_Listed records_
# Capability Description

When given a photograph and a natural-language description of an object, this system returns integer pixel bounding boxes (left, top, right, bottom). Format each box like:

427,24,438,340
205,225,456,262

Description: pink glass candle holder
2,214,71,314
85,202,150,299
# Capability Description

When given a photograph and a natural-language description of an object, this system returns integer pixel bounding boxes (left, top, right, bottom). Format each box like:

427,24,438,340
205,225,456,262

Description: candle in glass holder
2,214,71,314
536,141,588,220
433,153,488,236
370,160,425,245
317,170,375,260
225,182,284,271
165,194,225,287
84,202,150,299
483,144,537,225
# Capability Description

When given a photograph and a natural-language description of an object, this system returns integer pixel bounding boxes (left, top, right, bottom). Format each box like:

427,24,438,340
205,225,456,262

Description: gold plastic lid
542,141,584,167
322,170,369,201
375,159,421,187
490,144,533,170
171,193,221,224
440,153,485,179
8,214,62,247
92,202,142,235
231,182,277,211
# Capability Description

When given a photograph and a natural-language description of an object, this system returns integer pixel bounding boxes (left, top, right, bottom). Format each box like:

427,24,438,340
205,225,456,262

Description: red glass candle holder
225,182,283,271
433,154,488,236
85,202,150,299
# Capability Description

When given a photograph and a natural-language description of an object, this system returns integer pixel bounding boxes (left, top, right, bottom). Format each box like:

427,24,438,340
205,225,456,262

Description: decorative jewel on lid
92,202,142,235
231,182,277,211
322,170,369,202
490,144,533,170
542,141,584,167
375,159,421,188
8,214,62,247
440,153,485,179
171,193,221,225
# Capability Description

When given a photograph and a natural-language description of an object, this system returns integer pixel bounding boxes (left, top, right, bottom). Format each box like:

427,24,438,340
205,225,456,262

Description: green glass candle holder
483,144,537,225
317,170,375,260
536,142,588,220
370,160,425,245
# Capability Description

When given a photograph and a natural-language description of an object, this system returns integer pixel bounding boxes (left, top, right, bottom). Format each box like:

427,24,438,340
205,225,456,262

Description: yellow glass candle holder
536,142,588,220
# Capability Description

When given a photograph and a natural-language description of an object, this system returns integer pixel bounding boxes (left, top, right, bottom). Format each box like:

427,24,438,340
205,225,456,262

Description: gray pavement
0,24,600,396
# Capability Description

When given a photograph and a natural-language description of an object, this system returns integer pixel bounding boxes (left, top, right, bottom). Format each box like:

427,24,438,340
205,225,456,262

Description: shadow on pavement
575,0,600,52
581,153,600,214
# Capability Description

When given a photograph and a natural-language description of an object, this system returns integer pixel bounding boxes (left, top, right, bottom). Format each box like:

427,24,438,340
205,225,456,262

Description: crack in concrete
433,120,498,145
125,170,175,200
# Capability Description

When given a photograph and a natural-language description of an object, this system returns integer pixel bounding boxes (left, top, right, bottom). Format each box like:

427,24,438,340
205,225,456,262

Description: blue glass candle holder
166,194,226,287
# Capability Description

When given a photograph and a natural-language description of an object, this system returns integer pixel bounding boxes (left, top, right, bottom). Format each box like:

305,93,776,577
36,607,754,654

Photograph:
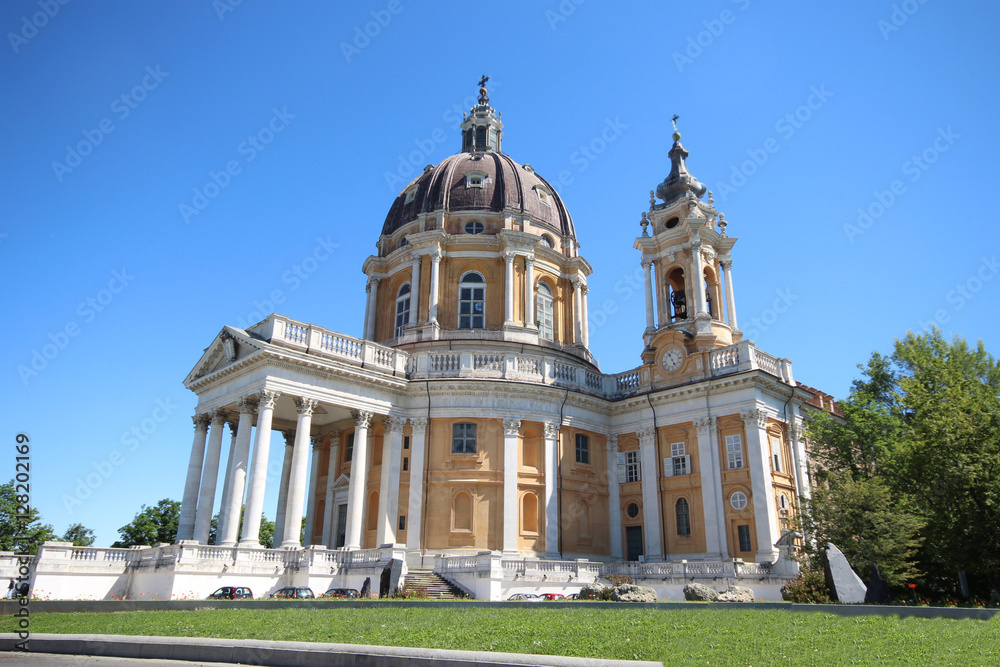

_Problem_
Rewrite the stretch of the data above from its beginning through the line containing "171,193,221,225", with 150 added to every bounding-box coordinate in the answers and all other text, including the sample boxes, left unchanged.

_Answer to this problem_
# Capability Description

When given a photograph and a natural-language description of an object, this system returns integer pixel bounding boxes (left, top, right, bottom). Format each box like:

427,24,438,340
205,225,456,262

Description: pink glass candle holder
152,364,221,464
235,352,300,449
# Capability Description

When given a photograph and a natural-language description of an object, this system returns integer pixel bounding boxes (left, top, right, bottom). Format each box like:

427,24,438,340
205,225,456,262

Description: candle in glass holder
152,364,221,464
686,291,738,370
583,303,638,386
520,310,575,395
467,320,525,410
375,332,434,421
315,344,375,437
234,352,300,449
633,294,687,375
# Capability Description

When given a photograph and a natural-language description of an object, this system returns integer pixel bounding boxes (left, top, right, bottom). Format each box like:

427,24,438,340
205,225,456,262

Description: gold plastic lid
692,291,734,317
472,320,519,351
525,309,571,337
640,294,683,320
321,343,371,374
590,303,635,329
158,364,212,397
242,352,292,385
381,332,427,361
# Capability Description

When given a photograph and a natural-language description of an object, this system returns integer pixel bounding boxes (left, top, right, bottom). Format each box like:

427,24,438,340
205,225,456,262

Description: red glass candle holder
375,332,433,421
583,304,638,386
235,352,300,449
# Capability Description

When given a photograph and a natural-language description of an object, this system returns integer pixel bounding boxes (left, top, right, bottom). Format each box like:

427,24,438,340
205,225,456,262

Description: decorative jewel on lid
242,352,292,385
381,332,427,361
472,320,519,352
640,294,683,320
692,291,734,317
525,309,571,338
158,364,212,397
590,303,635,329
321,343,371,375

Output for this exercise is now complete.